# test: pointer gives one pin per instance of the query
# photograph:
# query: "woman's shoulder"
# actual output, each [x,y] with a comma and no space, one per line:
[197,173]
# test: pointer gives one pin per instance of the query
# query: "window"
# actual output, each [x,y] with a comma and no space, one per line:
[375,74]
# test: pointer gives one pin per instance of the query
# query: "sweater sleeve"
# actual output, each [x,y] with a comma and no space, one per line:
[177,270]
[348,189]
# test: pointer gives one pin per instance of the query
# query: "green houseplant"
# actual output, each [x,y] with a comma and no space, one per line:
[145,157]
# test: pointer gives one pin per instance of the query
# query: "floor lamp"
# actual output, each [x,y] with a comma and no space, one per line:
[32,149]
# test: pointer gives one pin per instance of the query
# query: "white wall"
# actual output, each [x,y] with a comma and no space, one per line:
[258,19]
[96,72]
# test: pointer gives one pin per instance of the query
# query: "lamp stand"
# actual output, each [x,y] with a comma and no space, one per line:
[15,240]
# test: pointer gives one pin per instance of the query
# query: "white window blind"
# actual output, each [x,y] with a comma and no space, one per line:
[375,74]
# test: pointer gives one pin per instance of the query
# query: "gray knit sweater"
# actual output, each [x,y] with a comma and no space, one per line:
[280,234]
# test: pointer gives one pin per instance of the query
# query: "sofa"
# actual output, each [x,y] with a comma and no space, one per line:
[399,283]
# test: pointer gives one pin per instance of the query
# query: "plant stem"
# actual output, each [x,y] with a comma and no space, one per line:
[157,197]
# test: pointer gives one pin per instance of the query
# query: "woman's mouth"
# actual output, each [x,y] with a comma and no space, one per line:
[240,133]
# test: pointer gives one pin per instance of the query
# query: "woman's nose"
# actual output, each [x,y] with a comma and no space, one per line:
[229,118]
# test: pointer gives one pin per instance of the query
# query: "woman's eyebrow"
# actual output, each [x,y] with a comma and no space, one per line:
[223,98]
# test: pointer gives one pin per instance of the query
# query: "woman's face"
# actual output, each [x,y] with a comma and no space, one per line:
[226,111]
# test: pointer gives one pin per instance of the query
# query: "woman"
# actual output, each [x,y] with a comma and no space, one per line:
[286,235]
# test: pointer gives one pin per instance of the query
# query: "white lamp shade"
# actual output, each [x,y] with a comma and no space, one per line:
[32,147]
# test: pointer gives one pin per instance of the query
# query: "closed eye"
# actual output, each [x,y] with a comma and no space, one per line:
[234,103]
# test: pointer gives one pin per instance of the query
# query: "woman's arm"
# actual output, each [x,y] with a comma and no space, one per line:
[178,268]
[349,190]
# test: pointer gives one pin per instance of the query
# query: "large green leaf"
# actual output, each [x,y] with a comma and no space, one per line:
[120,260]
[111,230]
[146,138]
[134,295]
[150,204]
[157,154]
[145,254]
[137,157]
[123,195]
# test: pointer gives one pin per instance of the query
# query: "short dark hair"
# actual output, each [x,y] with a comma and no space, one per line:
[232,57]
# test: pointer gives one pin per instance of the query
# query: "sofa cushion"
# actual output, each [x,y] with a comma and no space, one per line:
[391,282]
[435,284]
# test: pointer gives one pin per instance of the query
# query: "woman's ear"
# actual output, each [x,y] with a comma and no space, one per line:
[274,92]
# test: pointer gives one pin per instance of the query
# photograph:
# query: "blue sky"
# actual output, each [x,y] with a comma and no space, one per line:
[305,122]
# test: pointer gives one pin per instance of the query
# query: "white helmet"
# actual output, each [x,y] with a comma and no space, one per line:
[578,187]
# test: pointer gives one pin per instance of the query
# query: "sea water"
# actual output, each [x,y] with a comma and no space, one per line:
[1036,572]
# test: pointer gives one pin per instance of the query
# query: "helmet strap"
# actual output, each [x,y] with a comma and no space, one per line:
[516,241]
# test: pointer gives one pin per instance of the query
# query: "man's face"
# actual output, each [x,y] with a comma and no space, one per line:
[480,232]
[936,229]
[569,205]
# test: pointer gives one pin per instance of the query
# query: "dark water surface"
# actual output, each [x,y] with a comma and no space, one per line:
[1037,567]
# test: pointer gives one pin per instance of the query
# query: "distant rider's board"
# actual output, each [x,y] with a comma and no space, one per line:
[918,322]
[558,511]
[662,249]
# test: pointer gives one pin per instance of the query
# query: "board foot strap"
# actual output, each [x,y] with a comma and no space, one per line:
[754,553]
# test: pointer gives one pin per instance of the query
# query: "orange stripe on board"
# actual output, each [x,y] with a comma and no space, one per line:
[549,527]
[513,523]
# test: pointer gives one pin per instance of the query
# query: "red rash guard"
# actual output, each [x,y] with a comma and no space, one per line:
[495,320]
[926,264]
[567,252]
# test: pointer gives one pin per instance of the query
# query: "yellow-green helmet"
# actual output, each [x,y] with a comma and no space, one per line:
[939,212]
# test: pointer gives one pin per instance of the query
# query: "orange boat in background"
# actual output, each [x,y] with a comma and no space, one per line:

________________________________________

● Task to complete
Pick out every line of the data that contains the word "white" and copy each one. Case counts.

● Task answer
# query: "white wall"
# query: "white window blind"
# query: "white lamp shade"
# query: "white helmet"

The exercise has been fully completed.